_Prompt_
In the entries below, find the line containing "Task: point out the reflection". Copy it and all lines after it, exactly, through the end.

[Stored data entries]
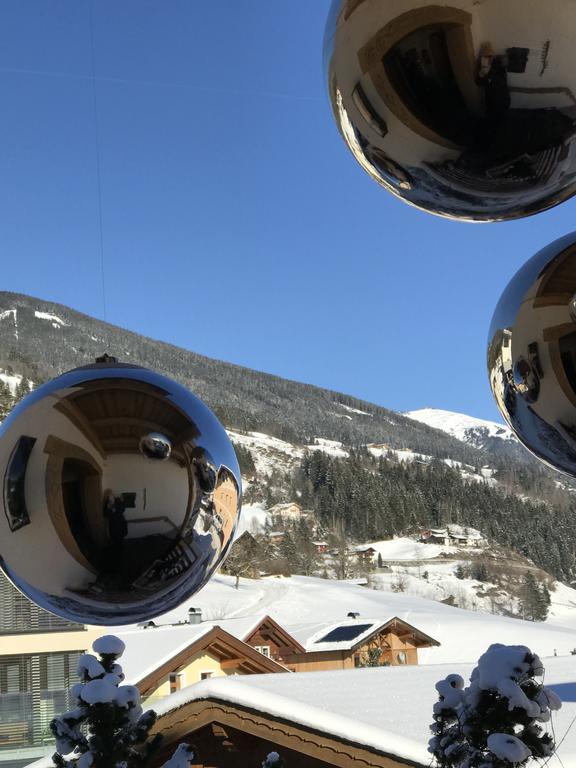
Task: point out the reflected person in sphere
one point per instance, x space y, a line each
113 511
492 77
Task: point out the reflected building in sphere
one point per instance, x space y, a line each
532 354
121 494
465 109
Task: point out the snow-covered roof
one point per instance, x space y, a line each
387 709
149 649
343 635
304 605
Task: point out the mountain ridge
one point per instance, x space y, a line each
62 338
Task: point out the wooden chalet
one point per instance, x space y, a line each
316 721
213 653
361 642
273 641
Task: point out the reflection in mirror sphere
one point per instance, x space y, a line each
121 494
532 354
465 109
155 446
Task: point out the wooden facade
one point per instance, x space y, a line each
395 643
214 654
279 643
228 735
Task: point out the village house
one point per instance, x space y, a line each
164 660
358 642
289 511
455 536
365 554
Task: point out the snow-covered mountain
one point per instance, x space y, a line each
466 428
490 436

_Response for this exercise_
Task: point out the reflection in mirror sphere
one point per instance, x space y, a line each
121 494
532 354
465 109
155 446
Task: point out the wooden facade
one point per instance, x space y, a line each
395 643
214 654
279 643
228 735
Task: point out the village house
one point per instance, x space y, a line each
164 660
358 642
289 511
455 536
365 554
Task: point out the snow-covered mountain
one point per instance, x space y, a line each
466 428
490 436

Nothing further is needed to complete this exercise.